The answer must be a single number: how many lines of the records below hold the word "brick".

[Opening Provided material section]

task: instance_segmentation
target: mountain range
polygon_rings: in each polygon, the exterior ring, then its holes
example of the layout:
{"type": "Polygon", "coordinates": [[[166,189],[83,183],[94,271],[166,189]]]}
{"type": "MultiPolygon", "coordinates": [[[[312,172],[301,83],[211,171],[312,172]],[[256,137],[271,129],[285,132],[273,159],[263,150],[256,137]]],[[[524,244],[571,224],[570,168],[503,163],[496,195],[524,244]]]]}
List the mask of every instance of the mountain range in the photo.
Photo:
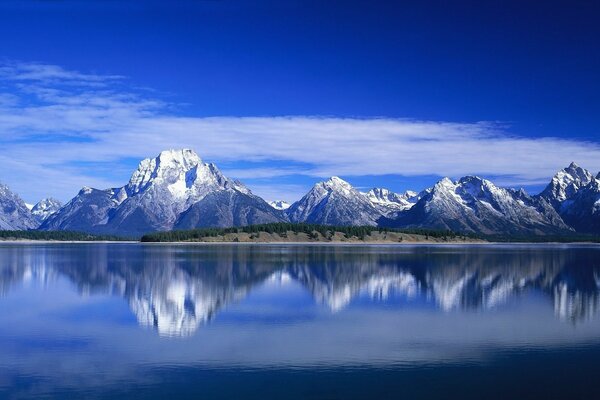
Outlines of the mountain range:
{"type": "Polygon", "coordinates": [[[270,203],[225,177],[193,150],[167,150],[140,162],[129,182],[82,188],[62,205],[31,209],[0,185],[0,229],[72,230],[140,236],[153,231],[273,222],[449,229],[488,235],[600,234],[600,174],[572,163],[538,195],[477,176],[443,178],[421,192],[360,192],[338,177],[293,204],[270,203]]]}

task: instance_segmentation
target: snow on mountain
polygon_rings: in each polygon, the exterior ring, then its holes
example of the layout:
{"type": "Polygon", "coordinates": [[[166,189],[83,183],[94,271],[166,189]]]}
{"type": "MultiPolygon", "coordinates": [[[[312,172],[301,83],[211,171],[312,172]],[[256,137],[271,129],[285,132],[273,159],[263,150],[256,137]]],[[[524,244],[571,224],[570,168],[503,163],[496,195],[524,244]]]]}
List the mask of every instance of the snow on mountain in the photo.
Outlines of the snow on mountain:
{"type": "Polygon", "coordinates": [[[594,176],[590,171],[572,162],[567,168],[556,173],[540,196],[559,210],[562,203],[575,195],[581,188],[590,184],[594,176]]]}
{"type": "Polygon", "coordinates": [[[386,217],[408,210],[420,199],[417,192],[410,190],[400,194],[384,188],[373,188],[363,194],[386,217]]]}
{"type": "Polygon", "coordinates": [[[42,223],[50,215],[57,212],[62,207],[62,203],[53,198],[47,198],[41,200],[35,206],[31,207],[31,213],[33,216],[42,223]]]}
{"type": "Polygon", "coordinates": [[[284,200],[273,200],[269,202],[269,205],[276,210],[287,210],[290,208],[290,203],[284,200]]]}
{"type": "Polygon", "coordinates": [[[600,180],[593,179],[559,206],[563,220],[577,232],[600,233],[600,180]]]}
{"type": "MultiPolygon", "coordinates": [[[[229,193],[230,199],[246,202],[264,210],[252,213],[244,223],[275,222],[285,220],[268,204],[254,196],[240,182],[226,178],[214,165],[202,162],[193,150],[167,150],[156,158],[140,162],[129,183],[122,188],[100,191],[84,189],[59,212],[42,225],[42,229],[71,229],[100,233],[140,235],[146,232],[170,230],[180,216],[192,205],[216,192],[229,193]],[[269,214],[270,213],[270,214],[269,214]],[[260,214],[260,217],[252,218],[260,214]]],[[[224,198],[223,196],[220,198],[224,198]]],[[[229,208],[234,206],[229,204],[229,208]]],[[[221,217],[223,209],[210,215],[210,226],[224,226],[231,213],[221,217]]],[[[242,219],[240,219],[242,220],[242,219]]],[[[194,227],[187,220],[189,227],[194,227]]],[[[206,226],[196,221],[196,226],[206,226]]]]}
{"type": "Polygon", "coordinates": [[[60,210],[40,225],[41,230],[71,230],[100,233],[125,196],[123,188],[99,190],[84,187],[60,210]]]}
{"type": "Polygon", "coordinates": [[[600,233],[600,180],[575,163],[556,173],[540,197],[547,199],[569,226],[600,233]]]}
{"type": "Polygon", "coordinates": [[[552,206],[524,190],[503,189],[476,176],[439,181],[393,226],[449,229],[483,234],[567,232],[552,206]]]}
{"type": "Polygon", "coordinates": [[[286,212],[292,222],[324,225],[377,225],[382,216],[367,197],[337,176],[317,183],[286,212]]]}
{"type": "Polygon", "coordinates": [[[37,226],[25,202],[0,183],[0,230],[27,230],[37,226]]]}

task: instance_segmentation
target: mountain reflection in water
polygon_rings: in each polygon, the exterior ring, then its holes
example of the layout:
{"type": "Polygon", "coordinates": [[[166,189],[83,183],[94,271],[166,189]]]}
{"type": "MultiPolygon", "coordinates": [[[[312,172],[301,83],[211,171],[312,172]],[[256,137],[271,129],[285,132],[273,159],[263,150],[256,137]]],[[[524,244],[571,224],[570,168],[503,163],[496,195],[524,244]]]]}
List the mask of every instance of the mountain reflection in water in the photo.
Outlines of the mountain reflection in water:
{"type": "Polygon", "coordinates": [[[0,252],[0,296],[67,278],[81,295],[123,297],[161,336],[193,335],[254,289],[290,283],[334,313],[362,298],[486,312],[534,293],[560,320],[583,323],[599,306],[592,246],[40,244],[0,252]]]}

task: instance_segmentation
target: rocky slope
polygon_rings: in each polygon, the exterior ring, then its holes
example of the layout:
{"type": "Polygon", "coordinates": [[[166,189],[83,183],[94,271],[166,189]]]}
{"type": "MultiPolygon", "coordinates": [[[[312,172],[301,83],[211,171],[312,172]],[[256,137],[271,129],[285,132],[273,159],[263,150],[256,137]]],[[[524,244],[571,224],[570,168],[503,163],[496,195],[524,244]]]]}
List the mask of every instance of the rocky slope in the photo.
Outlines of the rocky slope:
{"type": "Polygon", "coordinates": [[[543,198],[503,189],[476,176],[439,181],[409,210],[389,222],[396,227],[449,229],[483,234],[566,233],[571,229],[543,198]]]}
{"type": "Polygon", "coordinates": [[[25,202],[8,186],[0,183],[0,229],[27,230],[35,229],[38,225],[25,202]]]}
{"type": "Polygon", "coordinates": [[[143,160],[121,188],[83,189],[41,229],[141,235],[170,230],[177,224],[191,228],[225,226],[232,221],[256,224],[283,220],[280,212],[240,182],[226,178],[214,164],[203,163],[194,151],[169,150],[143,160]],[[227,204],[221,203],[224,199],[228,199],[227,204]],[[253,212],[252,207],[260,211],[253,212]],[[245,217],[233,216],[242,209],[245,217]]]}
{"type": "Polygon", "coordinates": [[[288,208],[292,222],[322,225],[377,225],[381,212],[365,195],[334,176],[317,183],[288,208]]]}

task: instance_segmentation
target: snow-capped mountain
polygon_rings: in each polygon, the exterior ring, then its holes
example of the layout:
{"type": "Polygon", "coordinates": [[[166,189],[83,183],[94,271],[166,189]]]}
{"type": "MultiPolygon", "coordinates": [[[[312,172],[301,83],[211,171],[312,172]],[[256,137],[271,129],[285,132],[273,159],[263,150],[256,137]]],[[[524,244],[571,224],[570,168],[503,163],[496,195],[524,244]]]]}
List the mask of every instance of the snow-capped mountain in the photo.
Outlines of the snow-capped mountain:
{"type": "Polygon", "coordinates": [[[50,215],[57,212],[62,207],[62,203],[52,197],[41,200],[31,208],[31,214],[42,223],[50,215]]]}
{"type": "Polygon", "coordinates": [[[337,176],[317,183],[286,211],[292,222],[324,225],[377,225],[382,216],[365,195],[337,176]]]}
{"type": "Polygon", "coordinates": [[[38,225],[25,202],[0,183],[0,230],[35,229],[38,225]]]}
{"type": "Polygon", "coordinates": [[[580,188],[559,205],[559,212],[577,232],[600,233],[600,180],[580,188]]]}
{"type": "Polygon", "coordinates": [[[237,218],[240,224],[285,220],[282,213],[243,184],[226,178],[214,164],[202,162],[193,150],[184,149],[163,151],[156,158],[143,160],[129,183],[121,188],[82,189],[41,228],[140,235],[173,229],[184,212],[192,212],[192,206],[196,210],[194,217],[182,222],[188,228],[229,226],[236,220],[231,217],[231,210],[236,207],[238,211],[243,209],[246,216],[237,218]],[[221,201],[225,198],[229,199],[227,204],[221,201]],[[198,206],[201,200],[205,201],[198,206]],[[253,212],[253,207],[260,212],[253,212]],[[198,212],[199,208],[209,211],[198,212]],[[198,219],[207,216],[210,223],[198,219]]]}
{"type": "Polygon", "coordinates": [[[284,200],[273,200],[269,202],[269,205],[276,210],[287,210],[290,208],[290,203],[284,200]]]}
{"type": "Polygon", "coordinates": [[[381,225],[483,234],[600,233],[600,174],[575,163],[542,193],[504,189],[475,176],[448,178],[420,193],[373,188],[361,193],[332,177],[291,206],[267,203],[225,177],[192,150],[143,160],[123,187],[84,187],[61,207],[45,199],[30,208],[0,185],[0,229],[74,230],[139,236],[196,227],[271,222],[381,225]],[[41,224],[41,225],[40,225],[41,224]]]}
{"type": "Polygon", "coordinates": [[[411,190],[400,194],[384,188],[373,188],[364,195],[386,217],[408,210],[421,198],[419,193],[411,190]]]}
{"type": "Polygon", "coordinates": [[[573,197],[581,188],[594,180],[590,171],[572,162],[567,168],[556,173],[540,196],[560,210],[565,200],[573,197]]]}
{"type": "Polygon", "coordinates": [[[575,163],[556,173],[540,193],[566,224],[581,233],[600,233],[600,180],[575,163]]]}
{"type": "Polygon", "coordinates": [[[476,176],[439,181],[392,223],[399,227],[449,229],[483,234],[545,234],[570,228],[543,198],[503,189],[476,176]]]}

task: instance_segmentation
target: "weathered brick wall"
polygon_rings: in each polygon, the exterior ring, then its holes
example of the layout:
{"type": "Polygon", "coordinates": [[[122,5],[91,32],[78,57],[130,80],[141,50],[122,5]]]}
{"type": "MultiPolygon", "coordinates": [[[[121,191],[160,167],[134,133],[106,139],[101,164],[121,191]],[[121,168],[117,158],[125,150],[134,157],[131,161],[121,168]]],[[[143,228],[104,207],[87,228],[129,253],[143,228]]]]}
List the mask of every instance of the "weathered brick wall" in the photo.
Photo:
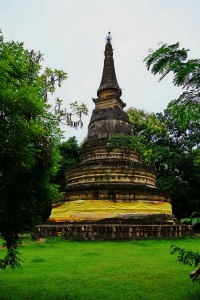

[Closing Provided material section]

# Task output:
2